[Excerpts of location labeling data]:

┌──

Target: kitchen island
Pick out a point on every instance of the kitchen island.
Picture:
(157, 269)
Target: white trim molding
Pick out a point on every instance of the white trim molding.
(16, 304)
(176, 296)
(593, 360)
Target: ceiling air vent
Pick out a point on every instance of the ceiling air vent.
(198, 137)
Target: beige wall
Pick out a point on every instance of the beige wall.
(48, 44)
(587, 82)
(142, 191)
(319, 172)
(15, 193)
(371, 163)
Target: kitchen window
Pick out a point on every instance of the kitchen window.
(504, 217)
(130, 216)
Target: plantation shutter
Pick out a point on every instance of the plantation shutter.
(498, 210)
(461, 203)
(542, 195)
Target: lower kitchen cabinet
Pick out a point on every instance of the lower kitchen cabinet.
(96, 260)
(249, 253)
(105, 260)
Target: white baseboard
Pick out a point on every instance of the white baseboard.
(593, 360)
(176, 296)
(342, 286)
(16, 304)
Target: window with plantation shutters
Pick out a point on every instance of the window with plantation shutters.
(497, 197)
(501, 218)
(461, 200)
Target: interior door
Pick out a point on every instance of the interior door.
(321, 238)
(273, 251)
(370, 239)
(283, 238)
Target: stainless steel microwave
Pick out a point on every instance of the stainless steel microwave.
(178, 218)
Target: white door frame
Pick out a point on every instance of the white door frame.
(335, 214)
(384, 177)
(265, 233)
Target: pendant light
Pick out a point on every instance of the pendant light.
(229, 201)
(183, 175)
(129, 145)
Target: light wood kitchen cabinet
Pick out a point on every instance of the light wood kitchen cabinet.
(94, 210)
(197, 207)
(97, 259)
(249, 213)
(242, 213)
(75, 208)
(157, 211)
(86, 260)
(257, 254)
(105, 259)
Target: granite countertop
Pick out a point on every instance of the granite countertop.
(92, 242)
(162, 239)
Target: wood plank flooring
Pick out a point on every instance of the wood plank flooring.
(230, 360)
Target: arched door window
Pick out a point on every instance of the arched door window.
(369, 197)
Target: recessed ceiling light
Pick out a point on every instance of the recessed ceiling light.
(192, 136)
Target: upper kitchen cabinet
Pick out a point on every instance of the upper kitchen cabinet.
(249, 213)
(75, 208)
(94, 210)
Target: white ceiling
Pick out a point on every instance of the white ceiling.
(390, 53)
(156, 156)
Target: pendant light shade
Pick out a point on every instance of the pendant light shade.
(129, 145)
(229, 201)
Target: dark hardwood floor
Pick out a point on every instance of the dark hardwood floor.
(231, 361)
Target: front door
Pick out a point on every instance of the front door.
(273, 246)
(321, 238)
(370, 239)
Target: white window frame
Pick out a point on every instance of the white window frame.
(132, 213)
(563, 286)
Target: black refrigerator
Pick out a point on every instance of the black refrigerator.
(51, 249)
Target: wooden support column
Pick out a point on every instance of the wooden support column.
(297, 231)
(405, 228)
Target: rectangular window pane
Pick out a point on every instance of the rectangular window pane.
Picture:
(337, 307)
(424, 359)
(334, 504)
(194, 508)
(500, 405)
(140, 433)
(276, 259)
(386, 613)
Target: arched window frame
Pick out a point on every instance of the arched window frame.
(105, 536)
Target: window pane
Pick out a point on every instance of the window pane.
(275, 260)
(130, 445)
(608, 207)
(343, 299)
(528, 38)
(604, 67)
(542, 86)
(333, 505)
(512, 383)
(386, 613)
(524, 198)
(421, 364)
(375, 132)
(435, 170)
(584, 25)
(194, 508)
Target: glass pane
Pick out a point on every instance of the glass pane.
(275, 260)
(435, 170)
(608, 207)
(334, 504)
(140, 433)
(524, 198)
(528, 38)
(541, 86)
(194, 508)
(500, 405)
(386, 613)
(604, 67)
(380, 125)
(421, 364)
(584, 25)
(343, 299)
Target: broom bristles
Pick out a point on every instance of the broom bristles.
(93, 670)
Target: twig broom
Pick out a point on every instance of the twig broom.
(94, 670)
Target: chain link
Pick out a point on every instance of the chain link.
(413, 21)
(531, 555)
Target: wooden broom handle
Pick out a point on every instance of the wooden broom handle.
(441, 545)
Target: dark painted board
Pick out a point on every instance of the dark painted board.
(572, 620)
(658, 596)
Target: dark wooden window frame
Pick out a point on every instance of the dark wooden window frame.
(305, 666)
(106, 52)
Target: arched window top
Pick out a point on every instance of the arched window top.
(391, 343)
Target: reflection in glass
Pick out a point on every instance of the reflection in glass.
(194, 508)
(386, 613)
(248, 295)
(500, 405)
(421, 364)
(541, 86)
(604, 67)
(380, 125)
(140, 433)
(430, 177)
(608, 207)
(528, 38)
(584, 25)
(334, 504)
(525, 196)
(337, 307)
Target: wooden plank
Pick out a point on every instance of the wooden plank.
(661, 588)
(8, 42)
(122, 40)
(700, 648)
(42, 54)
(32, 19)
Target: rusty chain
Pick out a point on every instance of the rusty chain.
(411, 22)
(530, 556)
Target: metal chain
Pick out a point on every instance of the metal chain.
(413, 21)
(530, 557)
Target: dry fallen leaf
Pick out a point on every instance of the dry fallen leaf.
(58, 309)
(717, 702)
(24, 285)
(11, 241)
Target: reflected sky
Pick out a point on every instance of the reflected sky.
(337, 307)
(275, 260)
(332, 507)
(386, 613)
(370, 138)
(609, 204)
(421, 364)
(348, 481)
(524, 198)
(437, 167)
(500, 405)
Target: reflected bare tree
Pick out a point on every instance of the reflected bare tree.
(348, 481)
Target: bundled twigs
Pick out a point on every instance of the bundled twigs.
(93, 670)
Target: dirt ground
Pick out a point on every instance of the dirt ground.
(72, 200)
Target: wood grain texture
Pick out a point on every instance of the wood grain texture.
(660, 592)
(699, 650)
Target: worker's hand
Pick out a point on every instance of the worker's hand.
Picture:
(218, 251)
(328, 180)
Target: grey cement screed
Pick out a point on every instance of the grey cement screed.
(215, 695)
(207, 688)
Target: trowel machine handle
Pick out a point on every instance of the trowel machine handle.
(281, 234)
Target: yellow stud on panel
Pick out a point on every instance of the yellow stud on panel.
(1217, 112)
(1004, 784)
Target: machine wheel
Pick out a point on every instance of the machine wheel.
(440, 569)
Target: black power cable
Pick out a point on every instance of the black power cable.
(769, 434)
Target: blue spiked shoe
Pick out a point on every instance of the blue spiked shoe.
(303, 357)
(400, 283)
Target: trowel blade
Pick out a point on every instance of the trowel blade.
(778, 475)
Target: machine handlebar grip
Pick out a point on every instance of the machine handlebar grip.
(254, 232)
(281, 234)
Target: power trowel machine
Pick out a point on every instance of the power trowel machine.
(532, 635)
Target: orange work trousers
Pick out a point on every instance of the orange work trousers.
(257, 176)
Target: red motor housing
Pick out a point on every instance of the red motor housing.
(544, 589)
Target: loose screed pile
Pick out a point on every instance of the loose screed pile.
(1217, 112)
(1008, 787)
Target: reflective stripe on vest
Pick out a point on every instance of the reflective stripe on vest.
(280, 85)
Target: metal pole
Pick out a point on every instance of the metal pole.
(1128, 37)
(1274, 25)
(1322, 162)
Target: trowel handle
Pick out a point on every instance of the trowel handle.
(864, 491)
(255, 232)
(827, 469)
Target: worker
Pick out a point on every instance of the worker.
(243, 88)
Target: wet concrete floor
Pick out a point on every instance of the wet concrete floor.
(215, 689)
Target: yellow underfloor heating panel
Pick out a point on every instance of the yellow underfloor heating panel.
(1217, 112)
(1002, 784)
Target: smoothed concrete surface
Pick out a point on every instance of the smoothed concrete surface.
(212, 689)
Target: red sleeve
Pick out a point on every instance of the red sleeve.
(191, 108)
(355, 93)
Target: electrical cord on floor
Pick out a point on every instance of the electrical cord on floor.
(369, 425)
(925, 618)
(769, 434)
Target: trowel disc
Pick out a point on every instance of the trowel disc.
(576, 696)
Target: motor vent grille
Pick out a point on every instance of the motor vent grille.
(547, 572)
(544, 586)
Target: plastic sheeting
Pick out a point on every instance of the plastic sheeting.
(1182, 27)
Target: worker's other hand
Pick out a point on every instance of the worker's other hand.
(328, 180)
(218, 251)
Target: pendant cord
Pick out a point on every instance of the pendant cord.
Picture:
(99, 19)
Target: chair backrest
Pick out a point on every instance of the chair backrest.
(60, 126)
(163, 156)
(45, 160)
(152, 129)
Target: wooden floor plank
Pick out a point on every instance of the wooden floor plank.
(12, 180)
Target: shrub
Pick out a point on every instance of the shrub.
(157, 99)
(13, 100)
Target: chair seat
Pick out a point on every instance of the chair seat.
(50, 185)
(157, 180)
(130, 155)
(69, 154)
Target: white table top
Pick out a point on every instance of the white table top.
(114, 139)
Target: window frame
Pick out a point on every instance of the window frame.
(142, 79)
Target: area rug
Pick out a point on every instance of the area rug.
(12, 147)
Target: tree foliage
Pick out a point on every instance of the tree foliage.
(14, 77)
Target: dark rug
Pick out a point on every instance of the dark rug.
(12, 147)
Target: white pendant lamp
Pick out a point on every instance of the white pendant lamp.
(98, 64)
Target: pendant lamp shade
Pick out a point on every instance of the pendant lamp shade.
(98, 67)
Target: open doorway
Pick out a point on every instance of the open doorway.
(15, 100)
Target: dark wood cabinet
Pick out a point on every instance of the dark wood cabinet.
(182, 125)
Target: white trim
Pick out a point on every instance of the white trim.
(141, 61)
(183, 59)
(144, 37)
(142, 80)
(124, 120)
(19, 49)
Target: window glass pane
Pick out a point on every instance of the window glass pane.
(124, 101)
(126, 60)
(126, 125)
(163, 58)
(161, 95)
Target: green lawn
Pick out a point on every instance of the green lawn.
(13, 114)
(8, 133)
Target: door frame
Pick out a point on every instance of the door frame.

└──

[Your goal]: Please express the rows from the line with "Target: red motor housing" to the line with "(1322, 162)" as a JSON list of strings, one string per line, leaving out any blank lines.

[Response for this exercise]:
[
  "Target: red motor housing",
  "Pick out a point on every instance of the red motor housing.",
  "(544, 589)",
  "Target: loose screed pile",
  "Pick out a point on every instance of the loose screed pile.",
  "(1217, 112)",
  "(1008, 787)",
  "Target: reflective stripe on vest",
  "Pick out a point on every instance of the reflective stripe on vest.",
  "(280, 85)",
  "Target: metal pole",
  "Pick out a point on every instance of the metal pole.",
  "(1128, 37)",
  "(1274, 25)",
  "(1322, 162)"
]